_SELECTED TEXT:_
The world’s highest-rated companies, including Warren Buffett’s Berkshire Hathaway, Disney and the drugmaker Pfizer, have bolstered their ability to weather the economic downturn, swallowing higher borrowing costs to raise hundreds of billions of dollars of debt while lower-rated issuers struggle. Global corporate bond issuance by “investment grade” companies has surged to $244bn so far in March, the highest monthly total since a record $252bn was sold in September, according to Dealogic.
The US has led the charge with a record $150bn of new bonds sold, and $28bn has been raised in Europe. Adding in a raft of new bank bond sales from the likes of Wells Fargo and Goldman Sachs takes the global tally to $408bn this month, separate data from Refinitiv showed. Issuance was particularly prolific last week, after central banks and governments around the world announced further supportive measures for financial markets, including the Fed taking the unprecedented step of announcing that it would begin to buy corporate bonds.

_DATA FOR ANALYSIS:_
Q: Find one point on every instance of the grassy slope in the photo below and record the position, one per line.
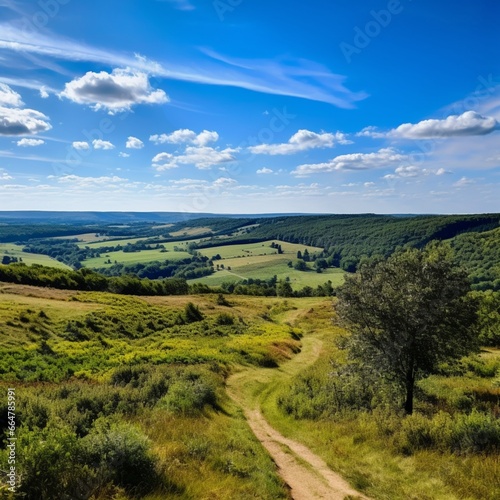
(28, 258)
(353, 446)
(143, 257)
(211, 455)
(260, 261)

...

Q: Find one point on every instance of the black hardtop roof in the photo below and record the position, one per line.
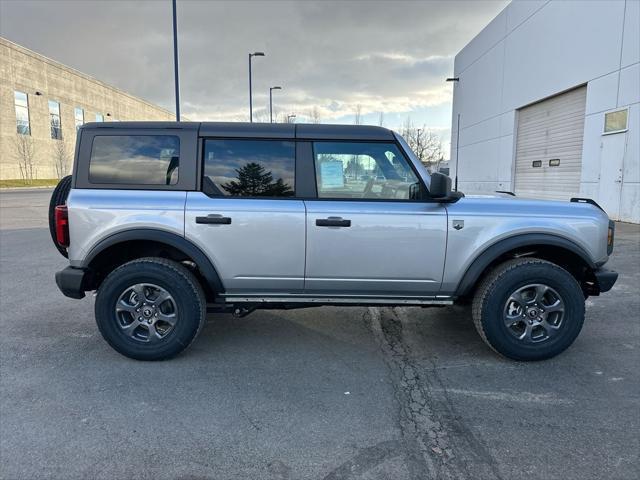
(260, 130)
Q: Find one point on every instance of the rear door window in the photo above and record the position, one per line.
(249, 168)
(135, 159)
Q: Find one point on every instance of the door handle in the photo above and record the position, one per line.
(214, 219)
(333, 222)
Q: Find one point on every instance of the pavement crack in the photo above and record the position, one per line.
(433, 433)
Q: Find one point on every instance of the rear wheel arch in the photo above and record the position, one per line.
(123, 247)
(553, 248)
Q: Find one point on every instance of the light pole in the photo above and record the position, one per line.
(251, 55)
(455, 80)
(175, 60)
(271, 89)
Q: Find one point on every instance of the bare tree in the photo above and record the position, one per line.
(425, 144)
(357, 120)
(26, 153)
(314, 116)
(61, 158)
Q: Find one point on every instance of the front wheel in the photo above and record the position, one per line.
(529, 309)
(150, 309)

_PROBLEMS AND TASKS:_
1 > In the text on corporate bond sales, what monthly total did investment-grade companies reach globally so far in March, according to Dealogic?
2 > Rewrite the passage on corporate bond issuance starting at "The US has led" and ending at "buy corporate bonds.", changing "prolific" to "heavy".
3 > Carry on the article about investment-grade bond sales from where it stops.

_ANSWERS BELOW:_
1 > $244bn

2 >
The US has led the charge with a record $150bn of new bonds sold, and $28bn has been raised in Europe. Adding in a raft of new bank bond sales from the likes of Wells Fargo and Goldman Sachs takes the global tally to $408bn this month, separate data from Refinitiv showed. Issuance was particularly heavy last week, after central banks and governments around the world announced further supportive measures for financial markets, including the Fed taking the unprecedented step of announcing that it would begin to buy corporate bonds.

3 >
The coronavirus outbreak has prompted a general dash for cash from companies around the globe, with groups drawing down emergency credit lines alongside the spate of debt issuance. Corporate treasurers are trying to shore up balance sheets so they can outlast any drag on revenues from the economic slowdown.
“People want to build a cushion for economic uncertainty,” said Andrew Karp, who runs Bank of America’s global investment grade capital markets business, who noted that previous weeks had seen a virtual drying-up of issuance, as alarm over the virus spread. “When you get the opportunity to access the market, people will jump through that window.” The past week’s US corporate issuance also made records, topping $73bn, according to the Dealogic data. The sum is extraordinary because unlike previous weeks of hefty issuance, it has not included financing for a big acquisition, said bankers.